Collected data
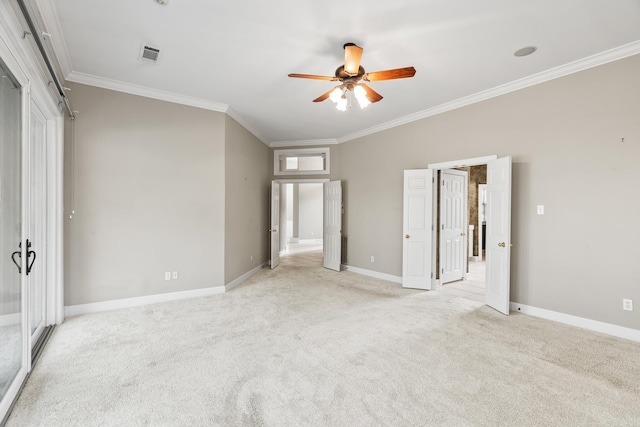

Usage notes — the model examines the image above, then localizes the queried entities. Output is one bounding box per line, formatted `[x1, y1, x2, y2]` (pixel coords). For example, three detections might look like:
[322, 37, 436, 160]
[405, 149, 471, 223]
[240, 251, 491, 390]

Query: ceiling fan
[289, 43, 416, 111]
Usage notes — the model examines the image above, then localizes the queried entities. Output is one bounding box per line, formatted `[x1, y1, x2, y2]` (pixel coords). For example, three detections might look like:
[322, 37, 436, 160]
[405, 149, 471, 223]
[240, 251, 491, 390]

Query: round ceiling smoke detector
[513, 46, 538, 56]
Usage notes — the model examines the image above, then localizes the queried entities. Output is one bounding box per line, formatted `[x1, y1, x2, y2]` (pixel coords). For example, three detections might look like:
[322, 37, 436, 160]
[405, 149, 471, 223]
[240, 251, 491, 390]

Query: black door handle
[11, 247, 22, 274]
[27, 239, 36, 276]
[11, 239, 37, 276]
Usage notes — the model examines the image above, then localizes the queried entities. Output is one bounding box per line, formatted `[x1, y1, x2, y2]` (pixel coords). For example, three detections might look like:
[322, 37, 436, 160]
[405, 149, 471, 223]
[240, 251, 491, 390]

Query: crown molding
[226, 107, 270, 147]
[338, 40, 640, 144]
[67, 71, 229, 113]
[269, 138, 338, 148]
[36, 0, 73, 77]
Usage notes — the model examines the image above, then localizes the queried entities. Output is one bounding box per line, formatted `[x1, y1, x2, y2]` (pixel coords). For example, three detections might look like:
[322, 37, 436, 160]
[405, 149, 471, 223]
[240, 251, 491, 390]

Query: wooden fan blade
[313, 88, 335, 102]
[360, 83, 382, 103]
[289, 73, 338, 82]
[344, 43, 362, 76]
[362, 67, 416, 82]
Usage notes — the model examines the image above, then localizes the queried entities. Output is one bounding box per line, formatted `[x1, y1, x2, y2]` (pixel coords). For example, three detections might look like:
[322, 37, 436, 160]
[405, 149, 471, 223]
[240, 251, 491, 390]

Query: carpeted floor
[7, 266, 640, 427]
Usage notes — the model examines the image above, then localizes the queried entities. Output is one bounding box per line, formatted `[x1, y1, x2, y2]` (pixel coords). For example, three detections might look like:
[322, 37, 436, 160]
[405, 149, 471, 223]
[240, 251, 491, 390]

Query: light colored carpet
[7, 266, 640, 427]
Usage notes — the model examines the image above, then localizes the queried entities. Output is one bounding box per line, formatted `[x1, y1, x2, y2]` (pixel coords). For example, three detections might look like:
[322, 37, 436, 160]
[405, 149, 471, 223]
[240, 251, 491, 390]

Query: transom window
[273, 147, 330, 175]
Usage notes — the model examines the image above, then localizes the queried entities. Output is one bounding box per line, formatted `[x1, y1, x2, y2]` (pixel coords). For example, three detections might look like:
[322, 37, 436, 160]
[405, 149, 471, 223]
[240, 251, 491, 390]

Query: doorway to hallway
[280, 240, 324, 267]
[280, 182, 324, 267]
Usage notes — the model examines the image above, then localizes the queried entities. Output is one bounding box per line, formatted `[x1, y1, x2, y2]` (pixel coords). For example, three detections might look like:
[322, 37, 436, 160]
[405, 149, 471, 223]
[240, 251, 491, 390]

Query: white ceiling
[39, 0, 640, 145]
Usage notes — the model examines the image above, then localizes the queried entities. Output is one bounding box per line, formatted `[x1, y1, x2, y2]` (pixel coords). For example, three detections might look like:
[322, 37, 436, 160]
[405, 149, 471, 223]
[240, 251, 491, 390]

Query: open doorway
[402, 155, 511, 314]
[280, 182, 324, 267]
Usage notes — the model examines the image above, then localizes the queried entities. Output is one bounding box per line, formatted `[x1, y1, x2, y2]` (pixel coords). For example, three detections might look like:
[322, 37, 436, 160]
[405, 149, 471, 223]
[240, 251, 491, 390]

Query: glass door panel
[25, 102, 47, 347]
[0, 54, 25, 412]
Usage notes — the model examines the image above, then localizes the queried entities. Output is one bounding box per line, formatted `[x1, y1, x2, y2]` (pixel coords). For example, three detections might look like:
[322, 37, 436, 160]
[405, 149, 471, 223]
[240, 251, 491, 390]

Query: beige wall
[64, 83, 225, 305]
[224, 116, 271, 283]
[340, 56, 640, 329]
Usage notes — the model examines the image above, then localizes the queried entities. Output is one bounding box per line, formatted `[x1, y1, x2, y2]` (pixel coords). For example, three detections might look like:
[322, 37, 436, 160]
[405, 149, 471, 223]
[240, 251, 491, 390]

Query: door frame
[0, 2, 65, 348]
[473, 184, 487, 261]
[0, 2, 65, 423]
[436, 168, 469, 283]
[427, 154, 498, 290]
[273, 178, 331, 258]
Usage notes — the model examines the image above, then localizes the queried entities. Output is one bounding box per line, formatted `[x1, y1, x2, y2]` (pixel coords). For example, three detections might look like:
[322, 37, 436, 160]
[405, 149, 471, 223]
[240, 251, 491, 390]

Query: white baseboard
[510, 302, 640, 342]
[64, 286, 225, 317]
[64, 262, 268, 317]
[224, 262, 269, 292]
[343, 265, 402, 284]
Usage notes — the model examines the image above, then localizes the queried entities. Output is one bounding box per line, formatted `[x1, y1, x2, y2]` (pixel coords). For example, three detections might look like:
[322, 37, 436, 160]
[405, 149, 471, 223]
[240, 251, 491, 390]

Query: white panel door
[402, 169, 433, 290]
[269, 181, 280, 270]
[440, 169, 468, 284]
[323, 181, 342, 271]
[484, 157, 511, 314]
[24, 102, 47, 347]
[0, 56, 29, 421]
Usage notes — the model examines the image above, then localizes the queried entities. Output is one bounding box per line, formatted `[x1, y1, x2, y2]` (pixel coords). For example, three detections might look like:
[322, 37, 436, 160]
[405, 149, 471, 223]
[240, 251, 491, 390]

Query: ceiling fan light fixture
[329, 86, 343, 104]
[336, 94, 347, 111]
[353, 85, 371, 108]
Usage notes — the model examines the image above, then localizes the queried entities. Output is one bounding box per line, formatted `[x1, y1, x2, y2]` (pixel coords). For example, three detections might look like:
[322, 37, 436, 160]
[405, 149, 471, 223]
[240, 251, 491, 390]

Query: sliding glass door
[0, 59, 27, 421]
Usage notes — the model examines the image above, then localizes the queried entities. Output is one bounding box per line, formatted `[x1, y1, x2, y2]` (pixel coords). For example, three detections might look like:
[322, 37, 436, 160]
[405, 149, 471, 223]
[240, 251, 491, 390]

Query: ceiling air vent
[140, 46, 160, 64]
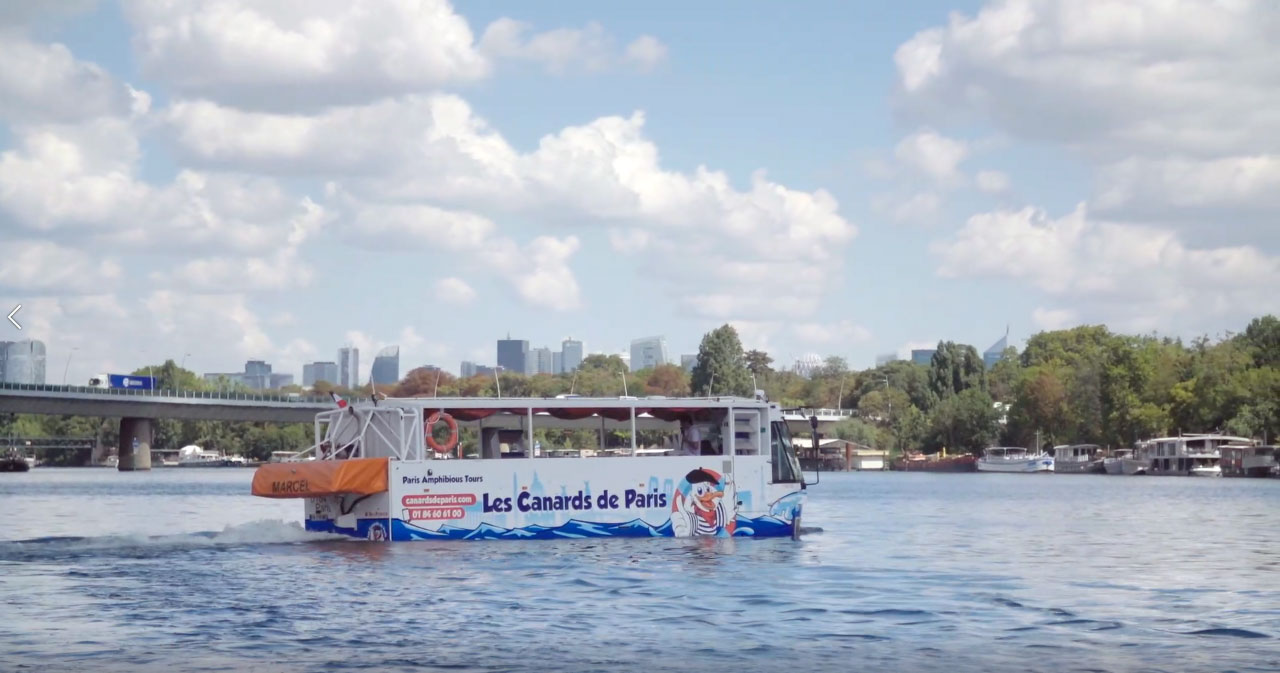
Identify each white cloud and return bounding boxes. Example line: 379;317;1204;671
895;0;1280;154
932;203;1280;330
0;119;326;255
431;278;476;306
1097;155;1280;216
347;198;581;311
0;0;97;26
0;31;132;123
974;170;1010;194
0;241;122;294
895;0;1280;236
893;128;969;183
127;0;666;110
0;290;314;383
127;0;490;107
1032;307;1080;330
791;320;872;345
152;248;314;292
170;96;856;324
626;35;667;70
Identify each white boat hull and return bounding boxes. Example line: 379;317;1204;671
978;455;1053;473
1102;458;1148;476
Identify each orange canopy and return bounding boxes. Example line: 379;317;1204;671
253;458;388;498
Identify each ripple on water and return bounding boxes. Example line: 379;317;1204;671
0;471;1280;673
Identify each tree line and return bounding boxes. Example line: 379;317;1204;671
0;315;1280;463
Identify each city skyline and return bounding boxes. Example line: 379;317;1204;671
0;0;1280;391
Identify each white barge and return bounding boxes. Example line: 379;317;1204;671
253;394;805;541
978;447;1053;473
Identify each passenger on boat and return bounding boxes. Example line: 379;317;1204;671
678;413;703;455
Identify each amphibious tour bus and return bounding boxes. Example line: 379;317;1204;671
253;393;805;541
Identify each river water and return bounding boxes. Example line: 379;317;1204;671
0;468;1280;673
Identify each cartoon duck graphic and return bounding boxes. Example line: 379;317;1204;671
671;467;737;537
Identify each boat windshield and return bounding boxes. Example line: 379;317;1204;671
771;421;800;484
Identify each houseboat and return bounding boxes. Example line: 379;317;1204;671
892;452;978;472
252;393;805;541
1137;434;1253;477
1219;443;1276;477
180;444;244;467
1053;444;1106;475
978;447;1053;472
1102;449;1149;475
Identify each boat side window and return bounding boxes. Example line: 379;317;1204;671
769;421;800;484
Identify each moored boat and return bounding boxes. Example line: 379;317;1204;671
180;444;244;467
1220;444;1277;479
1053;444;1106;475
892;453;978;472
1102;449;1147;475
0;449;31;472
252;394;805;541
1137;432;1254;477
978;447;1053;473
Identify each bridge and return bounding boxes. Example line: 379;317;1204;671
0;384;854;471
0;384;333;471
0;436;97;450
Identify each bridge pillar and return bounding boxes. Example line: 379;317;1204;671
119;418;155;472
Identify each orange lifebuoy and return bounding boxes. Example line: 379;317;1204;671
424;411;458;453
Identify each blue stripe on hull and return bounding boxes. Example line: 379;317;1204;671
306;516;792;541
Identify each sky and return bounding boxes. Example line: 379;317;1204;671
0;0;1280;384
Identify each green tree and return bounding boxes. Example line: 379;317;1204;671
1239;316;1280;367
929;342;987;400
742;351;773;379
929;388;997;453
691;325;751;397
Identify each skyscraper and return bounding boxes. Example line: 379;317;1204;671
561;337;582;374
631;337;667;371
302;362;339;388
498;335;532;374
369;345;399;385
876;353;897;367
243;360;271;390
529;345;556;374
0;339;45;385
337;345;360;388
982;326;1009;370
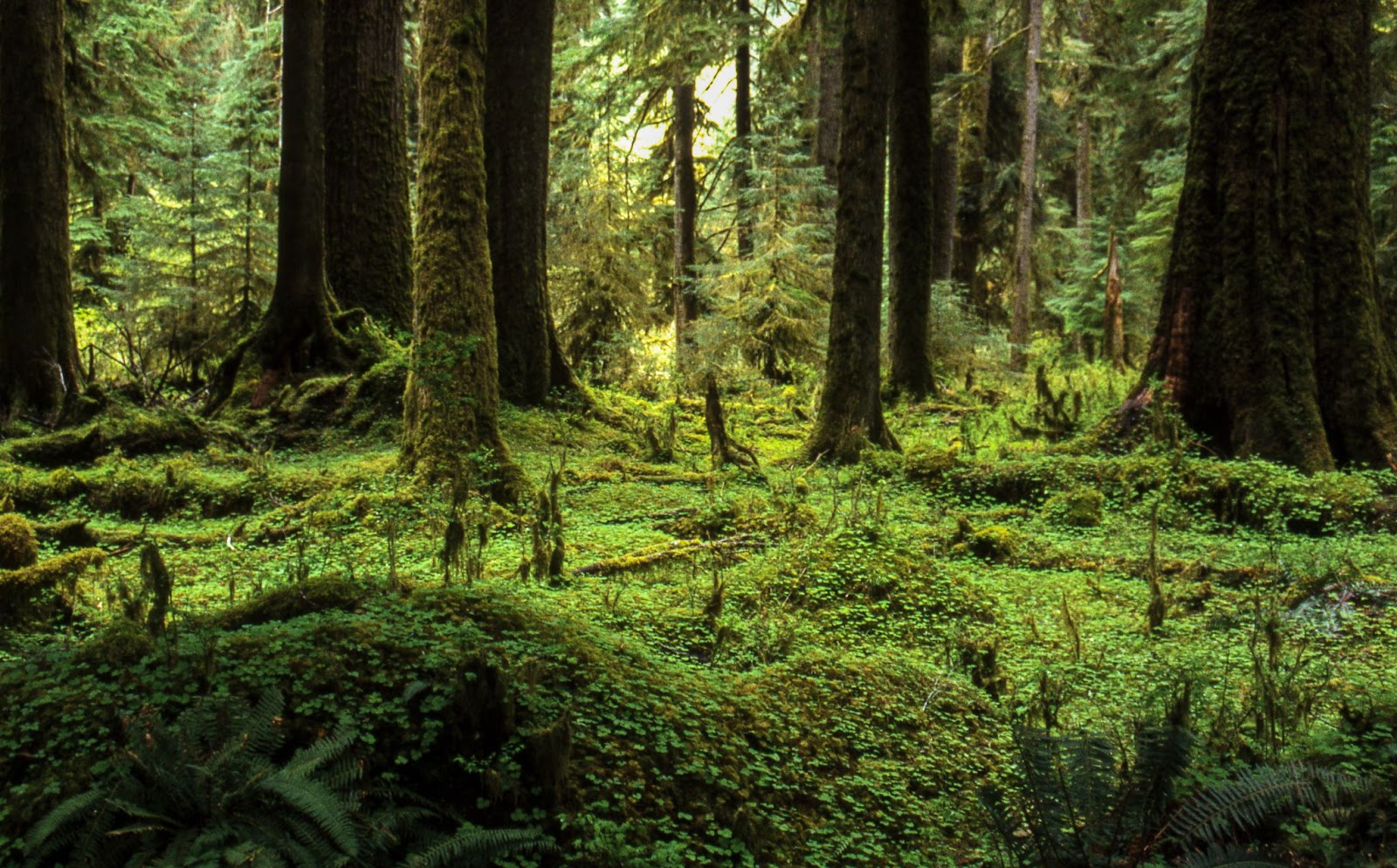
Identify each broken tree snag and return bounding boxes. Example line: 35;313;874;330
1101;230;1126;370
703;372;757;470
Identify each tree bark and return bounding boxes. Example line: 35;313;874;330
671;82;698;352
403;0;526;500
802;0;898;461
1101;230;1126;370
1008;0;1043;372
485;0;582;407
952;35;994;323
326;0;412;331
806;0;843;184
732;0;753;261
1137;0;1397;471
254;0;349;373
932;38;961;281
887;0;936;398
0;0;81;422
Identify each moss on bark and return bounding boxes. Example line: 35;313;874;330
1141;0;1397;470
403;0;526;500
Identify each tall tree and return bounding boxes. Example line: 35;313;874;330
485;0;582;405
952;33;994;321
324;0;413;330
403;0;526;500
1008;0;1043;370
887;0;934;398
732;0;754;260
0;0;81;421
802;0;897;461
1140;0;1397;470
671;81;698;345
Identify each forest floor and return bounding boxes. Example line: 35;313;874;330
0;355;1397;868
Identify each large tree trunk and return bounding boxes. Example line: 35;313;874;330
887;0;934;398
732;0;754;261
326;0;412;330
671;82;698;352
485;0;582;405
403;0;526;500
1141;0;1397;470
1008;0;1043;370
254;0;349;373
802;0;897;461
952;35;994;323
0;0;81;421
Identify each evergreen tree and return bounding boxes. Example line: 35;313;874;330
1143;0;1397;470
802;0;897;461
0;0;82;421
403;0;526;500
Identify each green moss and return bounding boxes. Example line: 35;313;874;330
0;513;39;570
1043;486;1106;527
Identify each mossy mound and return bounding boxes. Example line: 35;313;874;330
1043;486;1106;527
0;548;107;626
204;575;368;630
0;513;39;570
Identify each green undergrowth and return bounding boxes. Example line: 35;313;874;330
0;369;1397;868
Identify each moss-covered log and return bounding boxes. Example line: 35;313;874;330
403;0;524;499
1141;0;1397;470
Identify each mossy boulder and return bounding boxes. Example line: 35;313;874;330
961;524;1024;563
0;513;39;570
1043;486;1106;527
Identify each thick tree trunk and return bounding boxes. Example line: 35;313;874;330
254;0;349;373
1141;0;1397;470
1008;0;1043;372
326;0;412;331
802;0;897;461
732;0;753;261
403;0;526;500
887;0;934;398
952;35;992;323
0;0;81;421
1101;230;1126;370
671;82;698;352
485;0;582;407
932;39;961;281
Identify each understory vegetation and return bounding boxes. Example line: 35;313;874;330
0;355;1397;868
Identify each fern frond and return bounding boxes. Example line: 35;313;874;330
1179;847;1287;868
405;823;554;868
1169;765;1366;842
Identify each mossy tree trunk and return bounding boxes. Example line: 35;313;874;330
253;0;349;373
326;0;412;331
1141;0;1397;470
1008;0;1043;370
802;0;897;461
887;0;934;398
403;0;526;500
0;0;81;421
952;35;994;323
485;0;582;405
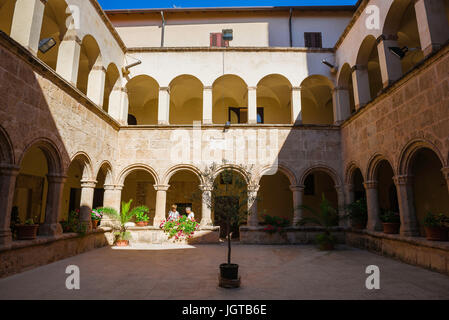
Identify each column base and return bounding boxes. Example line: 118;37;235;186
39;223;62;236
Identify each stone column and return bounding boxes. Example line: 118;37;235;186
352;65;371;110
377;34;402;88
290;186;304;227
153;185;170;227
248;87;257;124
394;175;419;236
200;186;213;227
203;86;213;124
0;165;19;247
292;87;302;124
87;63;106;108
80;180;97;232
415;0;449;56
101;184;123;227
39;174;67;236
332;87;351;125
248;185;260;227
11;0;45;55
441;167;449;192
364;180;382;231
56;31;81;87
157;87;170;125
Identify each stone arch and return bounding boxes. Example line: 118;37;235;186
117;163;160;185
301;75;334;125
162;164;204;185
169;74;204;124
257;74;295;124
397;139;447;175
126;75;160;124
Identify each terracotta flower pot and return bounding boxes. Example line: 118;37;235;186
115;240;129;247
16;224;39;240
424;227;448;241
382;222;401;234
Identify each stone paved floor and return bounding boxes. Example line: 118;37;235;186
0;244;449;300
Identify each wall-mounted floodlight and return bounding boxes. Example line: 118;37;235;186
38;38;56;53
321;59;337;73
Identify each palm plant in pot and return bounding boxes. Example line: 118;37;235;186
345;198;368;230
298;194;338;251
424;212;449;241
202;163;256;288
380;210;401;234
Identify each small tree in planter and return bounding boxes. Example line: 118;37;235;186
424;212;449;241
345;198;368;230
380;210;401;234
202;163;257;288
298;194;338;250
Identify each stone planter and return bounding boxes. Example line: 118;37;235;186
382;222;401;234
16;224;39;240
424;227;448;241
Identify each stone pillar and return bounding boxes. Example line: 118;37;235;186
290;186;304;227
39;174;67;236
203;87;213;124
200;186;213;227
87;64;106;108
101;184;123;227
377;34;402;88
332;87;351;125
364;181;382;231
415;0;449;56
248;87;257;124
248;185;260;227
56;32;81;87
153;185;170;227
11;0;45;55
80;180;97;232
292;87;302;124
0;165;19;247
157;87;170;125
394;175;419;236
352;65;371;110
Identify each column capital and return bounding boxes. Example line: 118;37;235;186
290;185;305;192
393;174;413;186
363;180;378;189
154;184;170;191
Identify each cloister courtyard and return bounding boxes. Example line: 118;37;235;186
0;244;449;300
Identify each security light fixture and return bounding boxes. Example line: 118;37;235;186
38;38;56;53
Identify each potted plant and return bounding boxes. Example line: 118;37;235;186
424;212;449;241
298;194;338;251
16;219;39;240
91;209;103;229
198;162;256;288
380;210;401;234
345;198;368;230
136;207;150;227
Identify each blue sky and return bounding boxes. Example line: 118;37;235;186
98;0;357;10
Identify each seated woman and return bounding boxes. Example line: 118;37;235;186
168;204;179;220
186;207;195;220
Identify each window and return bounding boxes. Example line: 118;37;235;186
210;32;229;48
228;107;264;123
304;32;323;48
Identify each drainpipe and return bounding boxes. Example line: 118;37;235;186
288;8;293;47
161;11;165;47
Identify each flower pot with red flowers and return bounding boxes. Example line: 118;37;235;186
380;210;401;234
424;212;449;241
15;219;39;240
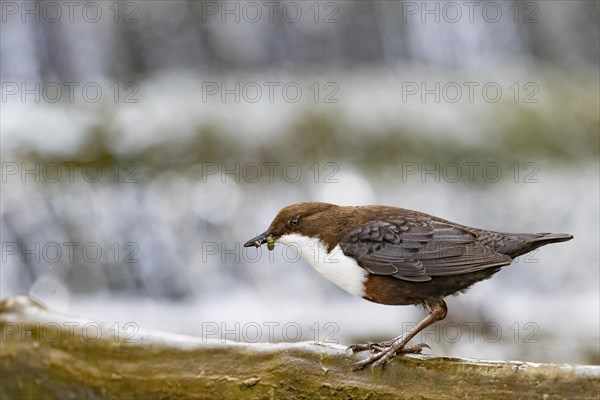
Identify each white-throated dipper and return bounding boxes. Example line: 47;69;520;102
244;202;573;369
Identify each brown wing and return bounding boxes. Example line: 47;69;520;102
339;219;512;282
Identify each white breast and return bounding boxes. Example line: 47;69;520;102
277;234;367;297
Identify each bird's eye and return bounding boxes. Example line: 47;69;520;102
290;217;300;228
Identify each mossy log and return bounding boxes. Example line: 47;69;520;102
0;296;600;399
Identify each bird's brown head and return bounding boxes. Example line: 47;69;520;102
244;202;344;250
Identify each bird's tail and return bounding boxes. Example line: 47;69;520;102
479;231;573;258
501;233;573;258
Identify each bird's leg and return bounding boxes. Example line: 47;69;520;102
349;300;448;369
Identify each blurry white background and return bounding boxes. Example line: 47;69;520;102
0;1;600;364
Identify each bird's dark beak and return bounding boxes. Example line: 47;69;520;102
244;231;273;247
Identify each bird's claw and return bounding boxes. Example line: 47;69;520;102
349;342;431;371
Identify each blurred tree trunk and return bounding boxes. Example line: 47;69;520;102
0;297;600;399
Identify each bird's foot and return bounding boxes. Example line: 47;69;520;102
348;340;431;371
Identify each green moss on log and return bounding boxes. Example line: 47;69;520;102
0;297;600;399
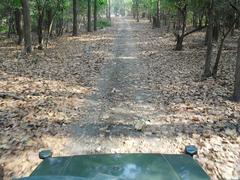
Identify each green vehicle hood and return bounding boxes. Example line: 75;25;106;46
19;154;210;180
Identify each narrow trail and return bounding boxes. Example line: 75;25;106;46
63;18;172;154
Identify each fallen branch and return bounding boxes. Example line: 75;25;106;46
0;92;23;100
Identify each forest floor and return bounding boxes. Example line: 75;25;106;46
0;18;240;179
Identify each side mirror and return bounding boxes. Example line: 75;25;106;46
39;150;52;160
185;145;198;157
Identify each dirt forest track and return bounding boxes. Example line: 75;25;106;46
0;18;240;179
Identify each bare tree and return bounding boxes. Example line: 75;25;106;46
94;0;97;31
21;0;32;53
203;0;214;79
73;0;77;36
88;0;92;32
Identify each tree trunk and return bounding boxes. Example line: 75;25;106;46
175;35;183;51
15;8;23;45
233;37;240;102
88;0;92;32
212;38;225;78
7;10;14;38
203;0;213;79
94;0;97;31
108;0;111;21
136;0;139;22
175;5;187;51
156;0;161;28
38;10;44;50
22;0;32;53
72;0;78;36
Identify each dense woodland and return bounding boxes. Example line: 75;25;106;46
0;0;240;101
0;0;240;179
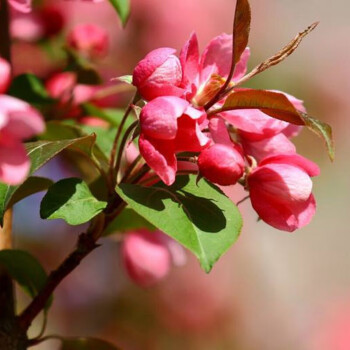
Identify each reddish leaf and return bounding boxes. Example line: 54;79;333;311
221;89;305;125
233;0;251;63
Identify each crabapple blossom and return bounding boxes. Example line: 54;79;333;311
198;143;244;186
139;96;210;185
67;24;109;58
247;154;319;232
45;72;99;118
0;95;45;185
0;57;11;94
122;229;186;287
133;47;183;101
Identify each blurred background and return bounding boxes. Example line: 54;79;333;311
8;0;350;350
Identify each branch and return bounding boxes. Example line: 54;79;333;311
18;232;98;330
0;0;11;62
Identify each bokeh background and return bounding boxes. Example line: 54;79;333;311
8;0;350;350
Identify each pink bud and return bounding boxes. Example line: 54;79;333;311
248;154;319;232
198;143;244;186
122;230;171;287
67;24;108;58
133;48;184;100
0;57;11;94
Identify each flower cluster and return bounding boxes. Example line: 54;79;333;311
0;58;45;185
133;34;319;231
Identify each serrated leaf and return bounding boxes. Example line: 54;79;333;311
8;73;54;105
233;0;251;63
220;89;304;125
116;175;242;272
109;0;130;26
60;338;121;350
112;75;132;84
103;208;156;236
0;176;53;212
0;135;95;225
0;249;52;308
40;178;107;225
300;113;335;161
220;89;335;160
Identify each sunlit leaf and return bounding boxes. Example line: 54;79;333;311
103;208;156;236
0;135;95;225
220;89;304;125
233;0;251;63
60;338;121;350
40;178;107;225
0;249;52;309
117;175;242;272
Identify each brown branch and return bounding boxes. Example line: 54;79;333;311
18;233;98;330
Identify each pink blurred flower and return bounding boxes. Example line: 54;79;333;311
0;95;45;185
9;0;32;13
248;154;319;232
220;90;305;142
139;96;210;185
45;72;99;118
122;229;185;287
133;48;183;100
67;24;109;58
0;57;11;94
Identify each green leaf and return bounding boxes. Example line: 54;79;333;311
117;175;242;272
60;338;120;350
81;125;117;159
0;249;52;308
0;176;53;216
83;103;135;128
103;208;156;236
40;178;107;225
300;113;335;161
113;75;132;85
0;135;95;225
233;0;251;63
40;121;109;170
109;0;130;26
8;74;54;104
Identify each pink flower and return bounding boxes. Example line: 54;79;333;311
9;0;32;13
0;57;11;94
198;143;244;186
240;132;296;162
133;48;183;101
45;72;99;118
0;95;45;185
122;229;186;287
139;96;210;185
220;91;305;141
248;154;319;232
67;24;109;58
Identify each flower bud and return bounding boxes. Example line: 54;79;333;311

> AIM: Reproduce the lines of the listing above verbatim, beginning at the line that contains "Identify each serrated" and stopping after the line that contains "18;233;98;330".

> RESULT:
Identify each serrated leaf and return bounding boxes. Example line: 54;79;333;311
8;73;54;105
233;0;251;63
220;89;304;125
116;175;242;272
109;0;130;26
60;338;121;350
112;75;132;84
103;208;156;236
0;176;53;212
0;135;95;225
0;249;52;308
40;178;107;225
300;113;335;161
220;89;335;160
Identify each sunlit leaf and return bounding boxes. Example line: 54;79;333;311
103;208;156;236
0;135;95;225
220;89;304;125
233;0;251;63
60;338;121;350
40;178;107;225
0;249;52;309
117;175;242;272
Identify each brown branch and return bounding boxes. Example line: 54;79;333;311
18;233;98;330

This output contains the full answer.